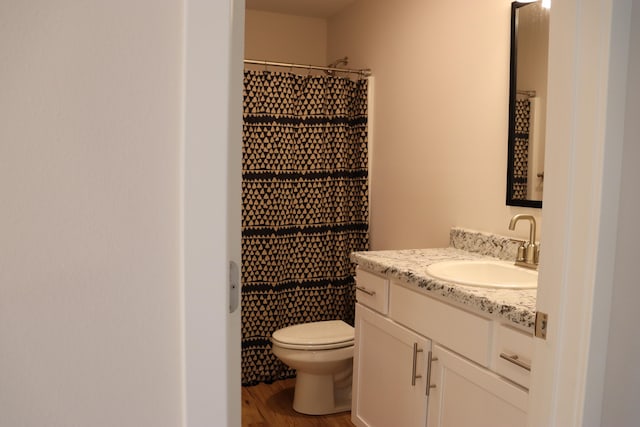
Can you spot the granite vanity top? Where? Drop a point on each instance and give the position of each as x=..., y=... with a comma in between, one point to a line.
x=409, y=267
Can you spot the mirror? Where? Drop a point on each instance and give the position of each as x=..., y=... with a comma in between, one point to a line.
x=527, y=103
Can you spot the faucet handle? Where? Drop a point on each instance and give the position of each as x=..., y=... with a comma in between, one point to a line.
x=520, y=257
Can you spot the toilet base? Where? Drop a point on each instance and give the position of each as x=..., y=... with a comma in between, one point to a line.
x=322, y=394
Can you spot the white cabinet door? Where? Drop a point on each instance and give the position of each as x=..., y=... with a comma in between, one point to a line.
x=466, y=394
x=388, y=358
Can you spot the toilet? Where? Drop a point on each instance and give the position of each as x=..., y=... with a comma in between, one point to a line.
x=322, y=354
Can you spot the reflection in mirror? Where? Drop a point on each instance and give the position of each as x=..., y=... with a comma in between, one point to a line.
x=527, y=103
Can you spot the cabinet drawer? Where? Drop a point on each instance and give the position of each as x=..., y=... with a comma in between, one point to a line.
x=512, y=354
x=465, y=333
x=372, y=291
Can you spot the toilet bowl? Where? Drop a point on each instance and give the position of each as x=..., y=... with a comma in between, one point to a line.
x=322, y=354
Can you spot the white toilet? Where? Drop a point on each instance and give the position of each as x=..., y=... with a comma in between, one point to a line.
x=322, y=354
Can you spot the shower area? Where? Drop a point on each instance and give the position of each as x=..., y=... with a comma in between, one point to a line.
x=304, y=201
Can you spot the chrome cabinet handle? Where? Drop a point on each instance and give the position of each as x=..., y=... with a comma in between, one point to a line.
x=365, y=290
x=416, y=350
x=430, y=359
x=513, y=358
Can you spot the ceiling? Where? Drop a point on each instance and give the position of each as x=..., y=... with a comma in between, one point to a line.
x=311, y=8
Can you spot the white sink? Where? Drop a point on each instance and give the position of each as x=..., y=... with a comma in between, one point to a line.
x=485, y=273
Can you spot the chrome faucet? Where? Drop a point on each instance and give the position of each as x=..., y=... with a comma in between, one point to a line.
x=528, y=251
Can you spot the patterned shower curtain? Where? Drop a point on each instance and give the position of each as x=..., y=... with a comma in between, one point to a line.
x=305, y=207
x=521, y=149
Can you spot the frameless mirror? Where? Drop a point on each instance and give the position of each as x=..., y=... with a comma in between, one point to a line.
x=527, y=103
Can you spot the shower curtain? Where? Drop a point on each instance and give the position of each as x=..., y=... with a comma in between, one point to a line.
x=521, y=149
x=304, y=207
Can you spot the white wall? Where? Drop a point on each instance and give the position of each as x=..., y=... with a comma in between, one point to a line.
x=622, y=380
x=440, y=126
x=285, y=38
x=90, y=142
x=212, y=181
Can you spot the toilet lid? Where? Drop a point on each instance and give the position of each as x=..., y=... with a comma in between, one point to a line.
x=316, y=335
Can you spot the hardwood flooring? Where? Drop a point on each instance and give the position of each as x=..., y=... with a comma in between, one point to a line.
x=270, y=405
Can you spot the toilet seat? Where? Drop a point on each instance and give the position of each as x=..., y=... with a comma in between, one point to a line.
x=325, y=335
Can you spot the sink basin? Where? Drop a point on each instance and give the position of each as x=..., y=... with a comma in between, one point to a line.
x=485, y=273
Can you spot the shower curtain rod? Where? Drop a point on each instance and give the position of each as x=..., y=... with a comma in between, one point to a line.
x=529, y=93
x=364, y=72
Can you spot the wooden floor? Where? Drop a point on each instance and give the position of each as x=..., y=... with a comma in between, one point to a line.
x=270, y=405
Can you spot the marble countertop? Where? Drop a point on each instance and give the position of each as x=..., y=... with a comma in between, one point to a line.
x=409, y=267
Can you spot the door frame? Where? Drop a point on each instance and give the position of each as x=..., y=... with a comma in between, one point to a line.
x=588, y=58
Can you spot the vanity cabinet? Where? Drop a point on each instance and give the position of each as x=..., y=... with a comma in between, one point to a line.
x=465, y=394
x=398, y=331
x=390, y=373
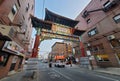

■ ■ ■ ■ ■ ■ ■

Copy everything from the line containing "Can you spot the frameless" down to the line containing "x=304, y=207", both included, changing "shower curtain" to "bath curtain" and leaving the rest untouched.

Can you spot the frameless mirror? Where? Drop a point on each instance and give the position of each as x=..., y=... with a comma in between, one point to a line.
x=527, y=103
Can you spot the bath curtain? Where? Drop a point on each instance and give the position of each as x=..., y=... with a comma in between, one point to a line.
x=521, y=149
x=304, y=207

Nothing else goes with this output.